Data extracted from a collection
####
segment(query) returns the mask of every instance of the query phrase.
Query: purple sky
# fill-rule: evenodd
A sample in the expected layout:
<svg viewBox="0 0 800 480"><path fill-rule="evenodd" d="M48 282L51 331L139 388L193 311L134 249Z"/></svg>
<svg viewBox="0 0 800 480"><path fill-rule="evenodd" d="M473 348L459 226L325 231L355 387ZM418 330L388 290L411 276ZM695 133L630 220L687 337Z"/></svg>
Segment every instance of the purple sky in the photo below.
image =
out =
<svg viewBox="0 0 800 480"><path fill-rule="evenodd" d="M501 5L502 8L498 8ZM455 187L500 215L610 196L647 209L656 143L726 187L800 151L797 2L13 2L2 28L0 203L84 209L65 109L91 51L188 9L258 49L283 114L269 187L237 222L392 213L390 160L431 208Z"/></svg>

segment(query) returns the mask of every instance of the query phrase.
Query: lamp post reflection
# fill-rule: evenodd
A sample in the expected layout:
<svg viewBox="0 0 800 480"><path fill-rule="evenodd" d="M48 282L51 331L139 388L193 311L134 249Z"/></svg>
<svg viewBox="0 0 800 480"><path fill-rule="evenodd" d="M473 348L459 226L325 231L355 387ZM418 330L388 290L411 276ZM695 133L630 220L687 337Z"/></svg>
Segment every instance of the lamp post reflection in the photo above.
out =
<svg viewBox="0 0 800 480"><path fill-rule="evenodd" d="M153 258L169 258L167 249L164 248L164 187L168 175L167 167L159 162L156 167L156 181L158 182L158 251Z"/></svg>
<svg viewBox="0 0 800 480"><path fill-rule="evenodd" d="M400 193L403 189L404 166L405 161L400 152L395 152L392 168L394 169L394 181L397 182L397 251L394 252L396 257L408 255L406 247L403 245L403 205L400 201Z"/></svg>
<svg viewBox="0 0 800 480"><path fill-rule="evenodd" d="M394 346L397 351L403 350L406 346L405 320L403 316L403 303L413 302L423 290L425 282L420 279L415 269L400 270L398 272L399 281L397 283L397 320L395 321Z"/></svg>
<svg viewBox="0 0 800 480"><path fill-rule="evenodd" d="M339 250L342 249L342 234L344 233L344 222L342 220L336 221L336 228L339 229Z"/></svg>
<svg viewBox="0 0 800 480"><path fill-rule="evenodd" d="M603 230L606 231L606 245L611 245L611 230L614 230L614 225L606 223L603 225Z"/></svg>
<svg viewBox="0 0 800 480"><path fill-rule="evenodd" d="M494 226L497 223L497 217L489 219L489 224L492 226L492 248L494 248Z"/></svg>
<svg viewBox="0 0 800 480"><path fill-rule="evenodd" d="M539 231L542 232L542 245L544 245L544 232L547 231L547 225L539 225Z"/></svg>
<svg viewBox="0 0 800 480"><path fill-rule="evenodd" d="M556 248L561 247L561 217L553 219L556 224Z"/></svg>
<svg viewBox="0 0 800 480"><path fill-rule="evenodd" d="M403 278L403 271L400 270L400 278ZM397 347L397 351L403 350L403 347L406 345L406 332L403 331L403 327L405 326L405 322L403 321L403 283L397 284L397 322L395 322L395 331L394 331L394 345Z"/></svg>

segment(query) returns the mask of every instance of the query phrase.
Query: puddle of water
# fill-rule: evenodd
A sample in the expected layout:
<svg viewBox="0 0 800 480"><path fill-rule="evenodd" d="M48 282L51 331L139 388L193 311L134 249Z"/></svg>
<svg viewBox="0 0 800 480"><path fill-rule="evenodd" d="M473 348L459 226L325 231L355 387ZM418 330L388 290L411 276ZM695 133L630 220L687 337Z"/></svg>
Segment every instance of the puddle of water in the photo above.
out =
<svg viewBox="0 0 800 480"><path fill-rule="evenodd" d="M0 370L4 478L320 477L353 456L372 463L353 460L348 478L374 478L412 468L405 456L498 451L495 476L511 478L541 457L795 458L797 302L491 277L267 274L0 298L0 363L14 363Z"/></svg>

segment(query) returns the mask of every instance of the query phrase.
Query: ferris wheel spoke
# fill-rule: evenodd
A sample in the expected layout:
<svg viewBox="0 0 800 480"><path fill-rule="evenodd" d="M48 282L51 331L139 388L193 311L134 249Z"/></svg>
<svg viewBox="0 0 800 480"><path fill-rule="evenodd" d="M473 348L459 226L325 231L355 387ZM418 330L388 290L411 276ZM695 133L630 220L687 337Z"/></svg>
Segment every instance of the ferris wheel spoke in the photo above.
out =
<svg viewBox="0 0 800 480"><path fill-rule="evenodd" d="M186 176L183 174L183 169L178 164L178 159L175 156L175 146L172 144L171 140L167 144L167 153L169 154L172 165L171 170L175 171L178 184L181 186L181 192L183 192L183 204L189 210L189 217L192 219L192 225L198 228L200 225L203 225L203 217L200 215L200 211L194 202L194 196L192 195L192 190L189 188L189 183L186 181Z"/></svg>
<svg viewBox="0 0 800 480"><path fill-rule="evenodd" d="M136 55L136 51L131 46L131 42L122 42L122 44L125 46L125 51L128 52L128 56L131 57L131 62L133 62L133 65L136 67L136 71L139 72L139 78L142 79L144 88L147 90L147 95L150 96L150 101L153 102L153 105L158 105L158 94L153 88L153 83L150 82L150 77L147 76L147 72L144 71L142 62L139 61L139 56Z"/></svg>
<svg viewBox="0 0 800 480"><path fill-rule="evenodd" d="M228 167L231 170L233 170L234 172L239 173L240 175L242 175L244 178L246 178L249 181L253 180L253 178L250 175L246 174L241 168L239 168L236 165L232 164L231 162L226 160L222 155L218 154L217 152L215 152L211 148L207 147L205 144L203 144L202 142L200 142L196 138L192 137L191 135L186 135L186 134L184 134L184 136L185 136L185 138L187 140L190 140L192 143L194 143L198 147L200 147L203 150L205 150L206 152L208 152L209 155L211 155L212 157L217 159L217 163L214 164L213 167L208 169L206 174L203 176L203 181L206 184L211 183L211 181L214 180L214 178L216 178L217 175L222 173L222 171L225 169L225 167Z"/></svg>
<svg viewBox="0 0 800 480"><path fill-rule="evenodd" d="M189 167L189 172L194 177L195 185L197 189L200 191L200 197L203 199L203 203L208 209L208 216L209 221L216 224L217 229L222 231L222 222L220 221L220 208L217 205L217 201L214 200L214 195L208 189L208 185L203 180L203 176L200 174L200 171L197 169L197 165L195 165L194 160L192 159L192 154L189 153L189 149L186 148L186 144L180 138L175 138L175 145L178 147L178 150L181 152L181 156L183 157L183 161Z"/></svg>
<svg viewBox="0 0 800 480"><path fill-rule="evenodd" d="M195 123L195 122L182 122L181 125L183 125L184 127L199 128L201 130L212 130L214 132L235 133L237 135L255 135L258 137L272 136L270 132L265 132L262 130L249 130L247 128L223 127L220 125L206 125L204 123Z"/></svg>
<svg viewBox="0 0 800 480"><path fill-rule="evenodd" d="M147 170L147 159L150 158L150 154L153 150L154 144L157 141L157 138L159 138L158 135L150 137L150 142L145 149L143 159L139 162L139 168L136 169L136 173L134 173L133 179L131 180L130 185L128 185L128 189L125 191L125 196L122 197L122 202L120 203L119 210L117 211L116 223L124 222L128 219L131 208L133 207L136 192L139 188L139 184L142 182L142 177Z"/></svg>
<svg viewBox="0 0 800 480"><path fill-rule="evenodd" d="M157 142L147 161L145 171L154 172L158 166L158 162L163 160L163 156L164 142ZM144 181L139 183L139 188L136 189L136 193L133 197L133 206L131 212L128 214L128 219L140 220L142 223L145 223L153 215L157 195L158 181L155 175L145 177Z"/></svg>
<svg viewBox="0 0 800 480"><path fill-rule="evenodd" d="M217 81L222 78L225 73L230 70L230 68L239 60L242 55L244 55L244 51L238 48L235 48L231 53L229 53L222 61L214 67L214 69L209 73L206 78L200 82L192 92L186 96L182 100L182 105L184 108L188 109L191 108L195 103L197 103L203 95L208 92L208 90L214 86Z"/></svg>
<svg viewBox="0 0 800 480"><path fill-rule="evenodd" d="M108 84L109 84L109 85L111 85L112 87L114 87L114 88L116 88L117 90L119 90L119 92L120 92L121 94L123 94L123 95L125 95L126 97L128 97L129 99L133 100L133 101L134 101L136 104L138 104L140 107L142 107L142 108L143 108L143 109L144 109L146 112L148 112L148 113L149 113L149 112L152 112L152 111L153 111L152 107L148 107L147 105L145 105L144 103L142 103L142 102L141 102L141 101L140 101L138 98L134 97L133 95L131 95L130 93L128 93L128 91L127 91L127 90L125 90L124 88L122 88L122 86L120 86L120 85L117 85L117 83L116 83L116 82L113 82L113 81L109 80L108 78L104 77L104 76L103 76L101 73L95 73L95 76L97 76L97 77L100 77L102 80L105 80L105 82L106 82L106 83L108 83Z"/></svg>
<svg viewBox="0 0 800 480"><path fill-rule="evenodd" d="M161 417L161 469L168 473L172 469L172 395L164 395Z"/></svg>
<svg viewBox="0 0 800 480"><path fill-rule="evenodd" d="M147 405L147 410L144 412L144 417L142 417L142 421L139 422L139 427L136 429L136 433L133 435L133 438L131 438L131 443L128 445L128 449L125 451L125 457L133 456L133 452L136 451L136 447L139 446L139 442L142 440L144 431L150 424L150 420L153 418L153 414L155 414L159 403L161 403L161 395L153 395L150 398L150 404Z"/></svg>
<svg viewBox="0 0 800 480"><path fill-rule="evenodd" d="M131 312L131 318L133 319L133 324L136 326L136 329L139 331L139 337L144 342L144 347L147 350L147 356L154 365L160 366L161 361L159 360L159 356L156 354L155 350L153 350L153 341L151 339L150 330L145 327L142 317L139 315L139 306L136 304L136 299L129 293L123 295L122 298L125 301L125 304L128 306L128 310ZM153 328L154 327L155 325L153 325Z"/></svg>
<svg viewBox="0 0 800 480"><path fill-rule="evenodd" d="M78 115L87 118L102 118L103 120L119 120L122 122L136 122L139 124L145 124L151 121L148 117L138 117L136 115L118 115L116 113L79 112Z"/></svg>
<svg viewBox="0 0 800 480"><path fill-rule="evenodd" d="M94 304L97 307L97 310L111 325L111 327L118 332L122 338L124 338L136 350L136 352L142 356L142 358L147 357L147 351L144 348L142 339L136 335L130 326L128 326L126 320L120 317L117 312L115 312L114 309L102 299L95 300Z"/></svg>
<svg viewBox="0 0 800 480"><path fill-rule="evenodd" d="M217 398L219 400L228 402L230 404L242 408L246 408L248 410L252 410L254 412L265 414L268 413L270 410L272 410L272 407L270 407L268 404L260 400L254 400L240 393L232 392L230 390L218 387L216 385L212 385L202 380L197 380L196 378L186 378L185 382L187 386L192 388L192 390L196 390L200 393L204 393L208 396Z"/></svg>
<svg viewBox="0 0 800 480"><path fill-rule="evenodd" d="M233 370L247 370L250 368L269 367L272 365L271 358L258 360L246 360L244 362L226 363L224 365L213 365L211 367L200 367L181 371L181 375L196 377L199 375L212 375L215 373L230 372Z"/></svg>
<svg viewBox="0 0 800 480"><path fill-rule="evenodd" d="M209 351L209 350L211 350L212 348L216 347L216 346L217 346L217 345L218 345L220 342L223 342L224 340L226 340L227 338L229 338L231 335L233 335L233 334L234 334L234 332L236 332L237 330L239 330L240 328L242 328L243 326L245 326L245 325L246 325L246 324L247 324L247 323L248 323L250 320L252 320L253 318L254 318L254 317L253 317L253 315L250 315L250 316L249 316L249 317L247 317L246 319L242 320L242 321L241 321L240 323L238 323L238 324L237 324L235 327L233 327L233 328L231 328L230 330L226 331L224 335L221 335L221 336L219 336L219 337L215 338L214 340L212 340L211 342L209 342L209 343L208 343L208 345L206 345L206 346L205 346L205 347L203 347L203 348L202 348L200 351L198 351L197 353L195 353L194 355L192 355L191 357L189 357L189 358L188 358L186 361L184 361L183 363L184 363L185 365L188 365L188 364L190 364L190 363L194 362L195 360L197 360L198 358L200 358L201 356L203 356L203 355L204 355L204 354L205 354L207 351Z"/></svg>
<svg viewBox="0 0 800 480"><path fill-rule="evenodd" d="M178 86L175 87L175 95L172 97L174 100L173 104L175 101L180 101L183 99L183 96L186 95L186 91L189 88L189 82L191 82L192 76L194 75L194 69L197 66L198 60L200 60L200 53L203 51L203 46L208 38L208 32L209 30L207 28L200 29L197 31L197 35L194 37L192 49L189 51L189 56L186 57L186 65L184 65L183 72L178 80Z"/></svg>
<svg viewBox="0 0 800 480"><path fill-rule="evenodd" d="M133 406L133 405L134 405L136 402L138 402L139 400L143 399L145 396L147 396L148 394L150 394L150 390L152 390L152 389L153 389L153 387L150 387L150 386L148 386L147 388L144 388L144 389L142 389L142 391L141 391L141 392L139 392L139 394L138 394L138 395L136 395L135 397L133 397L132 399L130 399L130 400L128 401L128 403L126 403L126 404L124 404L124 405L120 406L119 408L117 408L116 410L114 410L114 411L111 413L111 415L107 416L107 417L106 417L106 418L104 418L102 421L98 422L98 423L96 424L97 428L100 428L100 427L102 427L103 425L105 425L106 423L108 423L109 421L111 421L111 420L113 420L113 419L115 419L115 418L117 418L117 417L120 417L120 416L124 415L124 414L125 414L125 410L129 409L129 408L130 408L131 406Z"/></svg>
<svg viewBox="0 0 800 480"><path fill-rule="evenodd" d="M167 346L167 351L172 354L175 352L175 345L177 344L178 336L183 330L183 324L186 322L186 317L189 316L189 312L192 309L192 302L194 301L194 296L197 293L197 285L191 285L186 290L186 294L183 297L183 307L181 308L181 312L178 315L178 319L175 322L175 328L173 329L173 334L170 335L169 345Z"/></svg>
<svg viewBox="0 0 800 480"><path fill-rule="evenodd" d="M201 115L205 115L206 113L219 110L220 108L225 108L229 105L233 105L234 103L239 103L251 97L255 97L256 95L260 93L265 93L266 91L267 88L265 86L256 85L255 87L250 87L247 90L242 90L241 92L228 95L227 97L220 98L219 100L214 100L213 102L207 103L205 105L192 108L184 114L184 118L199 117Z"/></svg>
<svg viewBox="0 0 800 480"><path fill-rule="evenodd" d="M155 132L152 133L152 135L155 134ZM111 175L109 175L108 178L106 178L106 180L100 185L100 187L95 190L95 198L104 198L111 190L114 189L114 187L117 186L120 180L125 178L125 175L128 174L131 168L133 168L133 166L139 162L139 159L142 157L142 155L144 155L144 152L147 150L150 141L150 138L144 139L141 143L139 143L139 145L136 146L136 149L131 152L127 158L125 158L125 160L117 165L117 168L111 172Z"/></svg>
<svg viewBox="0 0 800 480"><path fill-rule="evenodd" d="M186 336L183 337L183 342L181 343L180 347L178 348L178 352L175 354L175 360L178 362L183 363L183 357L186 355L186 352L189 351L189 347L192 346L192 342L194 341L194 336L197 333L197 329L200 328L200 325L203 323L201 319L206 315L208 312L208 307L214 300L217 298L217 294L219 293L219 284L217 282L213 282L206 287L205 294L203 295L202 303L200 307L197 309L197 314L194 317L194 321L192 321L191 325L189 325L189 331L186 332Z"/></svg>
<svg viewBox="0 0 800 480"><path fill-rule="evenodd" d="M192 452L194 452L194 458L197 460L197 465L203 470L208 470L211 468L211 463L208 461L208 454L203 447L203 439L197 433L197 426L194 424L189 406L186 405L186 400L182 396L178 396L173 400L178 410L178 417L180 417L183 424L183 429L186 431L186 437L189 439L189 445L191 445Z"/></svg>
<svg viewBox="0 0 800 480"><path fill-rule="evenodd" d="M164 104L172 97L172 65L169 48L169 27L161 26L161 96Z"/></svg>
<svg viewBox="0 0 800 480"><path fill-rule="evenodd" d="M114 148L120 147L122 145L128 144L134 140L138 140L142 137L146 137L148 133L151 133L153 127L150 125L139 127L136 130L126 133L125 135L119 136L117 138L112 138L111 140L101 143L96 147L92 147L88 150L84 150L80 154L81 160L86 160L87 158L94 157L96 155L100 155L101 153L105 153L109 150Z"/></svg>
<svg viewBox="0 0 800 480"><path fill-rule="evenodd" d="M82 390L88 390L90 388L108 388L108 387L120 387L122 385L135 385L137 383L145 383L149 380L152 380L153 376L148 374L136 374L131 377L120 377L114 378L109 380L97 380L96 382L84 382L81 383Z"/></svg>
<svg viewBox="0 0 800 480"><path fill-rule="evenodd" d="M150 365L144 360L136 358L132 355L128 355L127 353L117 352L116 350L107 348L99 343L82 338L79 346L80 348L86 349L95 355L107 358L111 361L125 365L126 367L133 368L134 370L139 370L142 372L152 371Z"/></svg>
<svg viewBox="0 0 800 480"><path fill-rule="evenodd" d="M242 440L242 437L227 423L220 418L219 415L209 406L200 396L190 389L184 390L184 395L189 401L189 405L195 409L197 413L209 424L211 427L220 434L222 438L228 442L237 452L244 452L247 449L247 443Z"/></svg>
####
## Problem
Copy the lines that hold the word "photo". Take them from the records above.

## Written solution
Segment every instance of the purple sky in the photo below.
Segment every instance of the lamp post reflection in the photo above.
Segment every instance of the puddle of water in the photo above.
Segment every instance of the ferris wheel spoke in the photo above.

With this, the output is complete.